- _WORK REQUIRED_:
Write each line out again exactly as written.

(Stored dataset items)

########

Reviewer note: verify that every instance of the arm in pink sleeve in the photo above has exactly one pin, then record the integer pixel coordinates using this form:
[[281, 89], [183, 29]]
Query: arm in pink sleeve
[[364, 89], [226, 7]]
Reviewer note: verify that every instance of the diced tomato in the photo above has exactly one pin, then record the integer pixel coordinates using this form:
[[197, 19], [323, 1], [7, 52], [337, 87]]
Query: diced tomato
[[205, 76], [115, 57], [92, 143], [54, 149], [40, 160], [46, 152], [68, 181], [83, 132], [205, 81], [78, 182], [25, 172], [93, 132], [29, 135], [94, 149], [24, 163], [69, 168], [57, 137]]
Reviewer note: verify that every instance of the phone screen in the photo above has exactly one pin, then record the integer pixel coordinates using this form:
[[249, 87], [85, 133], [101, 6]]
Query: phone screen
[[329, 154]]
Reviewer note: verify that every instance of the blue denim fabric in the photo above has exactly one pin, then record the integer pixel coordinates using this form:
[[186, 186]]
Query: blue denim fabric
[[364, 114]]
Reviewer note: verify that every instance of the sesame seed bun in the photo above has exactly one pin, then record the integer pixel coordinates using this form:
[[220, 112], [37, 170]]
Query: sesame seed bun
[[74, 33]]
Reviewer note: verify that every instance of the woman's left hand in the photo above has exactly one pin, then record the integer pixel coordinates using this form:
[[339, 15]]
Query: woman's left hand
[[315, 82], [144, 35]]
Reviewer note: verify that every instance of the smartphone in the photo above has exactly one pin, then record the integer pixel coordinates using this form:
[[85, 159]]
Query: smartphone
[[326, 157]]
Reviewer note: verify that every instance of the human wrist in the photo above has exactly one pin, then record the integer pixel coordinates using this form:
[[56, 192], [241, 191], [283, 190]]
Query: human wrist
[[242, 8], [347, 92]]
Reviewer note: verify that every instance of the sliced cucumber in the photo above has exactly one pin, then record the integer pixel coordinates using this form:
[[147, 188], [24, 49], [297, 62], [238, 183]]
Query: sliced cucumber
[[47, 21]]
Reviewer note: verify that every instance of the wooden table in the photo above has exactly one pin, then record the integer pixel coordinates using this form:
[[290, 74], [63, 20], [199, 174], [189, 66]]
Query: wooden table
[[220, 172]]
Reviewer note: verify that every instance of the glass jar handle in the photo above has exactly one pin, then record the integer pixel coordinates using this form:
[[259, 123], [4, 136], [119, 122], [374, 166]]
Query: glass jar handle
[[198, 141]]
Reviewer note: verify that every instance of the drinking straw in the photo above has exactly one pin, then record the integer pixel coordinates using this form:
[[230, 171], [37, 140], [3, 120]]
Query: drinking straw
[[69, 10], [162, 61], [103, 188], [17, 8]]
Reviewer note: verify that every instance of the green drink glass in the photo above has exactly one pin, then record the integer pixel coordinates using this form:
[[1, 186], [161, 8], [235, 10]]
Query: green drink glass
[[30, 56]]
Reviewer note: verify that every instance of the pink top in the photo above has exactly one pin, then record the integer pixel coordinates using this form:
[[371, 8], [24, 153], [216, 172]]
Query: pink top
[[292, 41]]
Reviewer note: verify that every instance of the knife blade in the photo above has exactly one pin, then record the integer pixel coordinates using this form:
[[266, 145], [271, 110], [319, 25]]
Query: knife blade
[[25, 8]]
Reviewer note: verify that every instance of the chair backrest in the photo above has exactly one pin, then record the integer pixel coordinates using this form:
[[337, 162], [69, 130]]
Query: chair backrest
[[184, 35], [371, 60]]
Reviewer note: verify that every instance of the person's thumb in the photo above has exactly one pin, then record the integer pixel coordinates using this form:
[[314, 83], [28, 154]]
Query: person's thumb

########

- _ANSWER TO THE TASK_:
Reviewer note: verify that every instance of the arm in pink sleeve in the photo above has exactly one pin, then record the integer pixel coordinates using this form:
[[281, 89], [183, 29]]
Query: arm in pink sleeve
[[364, 89], [226, 7]]
Reviewer note: verify that every instance of the diced tomato in the photo above has exactly one pin, then record the integer pixel coordinates using this form:
[[197, 19], [323, 1], [7, 52], [337, 87]]
Query: diced tomato
[[205, 76], [115, 57], [92, 143], [54, 149], [40, 160], [46, 152], [68, 181], [83, 132], [205, 81], [78, 182], [25, 172], [93, 132], [29, 135], [94, 149], [24, 163], [69, 168], [57, 137]]
Reviewer note: verify that every instance of the phone screen in the photo above has exactly one pin, then record the integer pixel coordinates using this form:
[[249, 87], [85, 133], [101, 6]]
Query: phone screen
[[329, 154]]
Reviewer note: verify that every instance of the blue denim fabric in the photo above has exactly one pin, then record the integer pixel coordinates using this form:
[[186, 186]]
Query: blue denim fabric
[[364, 114]]
Reviewer note: verify that every instance of the sesame seed bun in the photo above has exactly one pin, then record the integer pixel coordinates using this form:
[[220, 112], [37, 170]]
Query: sesame seed bun
[[74, 33]]
Reviewer note: verify that every instance of the woman's left hand in the photo above has exactly one pin, then record the integer pixel coordinates using this form:
[[339, 15]]
Query: woman's left hand
[[315, 82], [144, 35]]
Reviewer note: verify that every instance of the smartphone in the photo above has exactly one pin, then record the integer pixel coordinates using this form:
[[85, 159]]
Query: smartphone
[[326, 157]]
Reviewer note: verify that every instance of the human wrist in the photo above has exactly one pin, then record the integer pixel coordinates using this form:
[[56, 192], [241, 191], [283, 190]]
Query: human wrist
[[242, 8], [347, 92]]
Reviewer note: verify that every instance of the sliced cucumber in the photo above has exactly one pin, then record the integer pixel coordinates using this form:
[[147, 188], [24, 49], [297, 62], [238, 183]]
Query: sliced cucumber
[[47, 21]]
Reviewer note: verify that every instance of the wooden table in the photo above has exactly one pin, then record the integer pixel coordinates using this form:
[[290, 74], [63, 20], [199, 174], [189, 66]]
Query: wooden table
[[220, 172]]
Reviewer note: verify that every instance of the glass jar handle in the photo above has exactly one pin, then record the integer pixel coordinates using this form:
[[259, 123], [4, 136], [119, 122], [374, 166]]
Query: glass jar handle
[[198, 141]]
Reviewer note: verify that every instance of the drinking straw in the photo above has exactly one pin, then record the integer pixel coordinates using this form:
[[230, 171], [37, 140], [3, 120]]
Query: drinking straw
[[69, 10], [162, 61], [103, 188], [17, 8]]
Reviewer note: verify that every instance of the green drink glass in the photo above has exactly one pin, then record the integer pixel coordinates using this form:
[[1, 186], [161, 8], [235, 10]]
Query: green drink glass
[[30, 56]]
Reviewer note: verify that every instance of the pink top in the photo above has exactly one pin, then record the integer pixel coordinates using this form:
[[371, 8], [24, 153], [216, 172]]
Query: pink top
[[292, 41]]
Reviewer note: verify that every instance of the knife blade in the photo above has exactly one pin, then record the integer pixel coordinates using this form:
[[266, 145], [271, 110], [319, 25]]
Query: knife blade
[[25, 8]]
Reviewer note: verify that every instance of the chair backrest in the photo above has exactly one pin, then record the integer pixel coordinates using this form:
[[337, 162], [69, 130]]
Query: chair backrest
[[184, 35], [371, 60]]
Reviewer note: verify that every instance of the person's thumb in the photo above has exactly one pin, then record the integer pixel coordinates using this form:
[[314, 83], [28, 154]]
Query: person's thumb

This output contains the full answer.